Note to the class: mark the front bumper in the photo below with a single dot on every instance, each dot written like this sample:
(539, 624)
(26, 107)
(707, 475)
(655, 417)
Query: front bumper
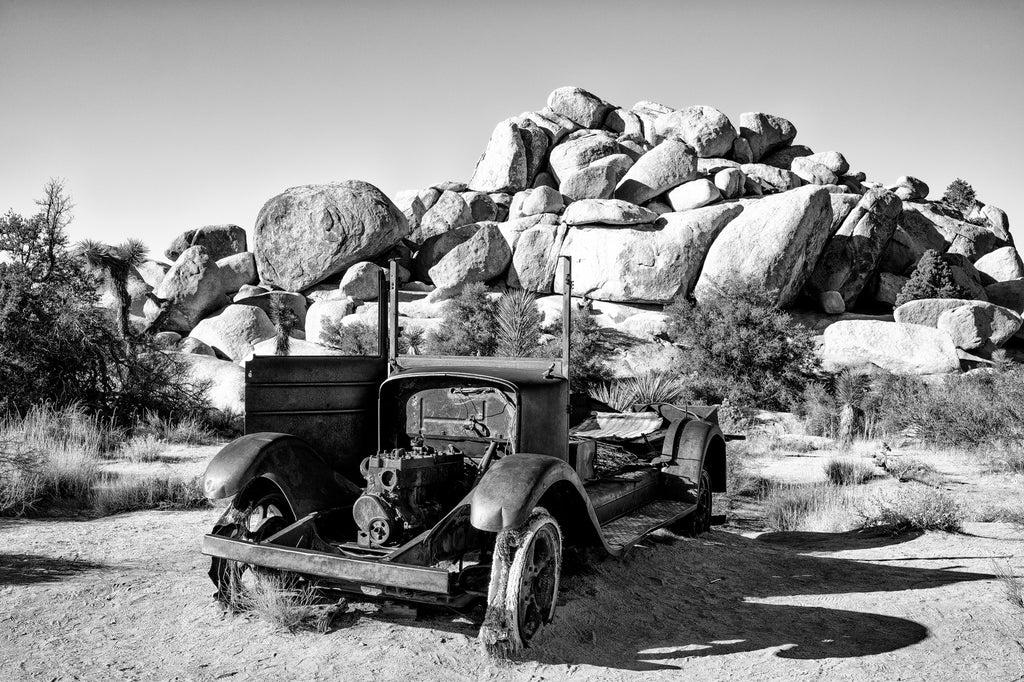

- - -

What lines in the records above include the string "bumper"? Copy each one.

Note to the class: mark the front bumper in the photo below with a single dot on every instance, each dot written like this sample:
Query: front bumper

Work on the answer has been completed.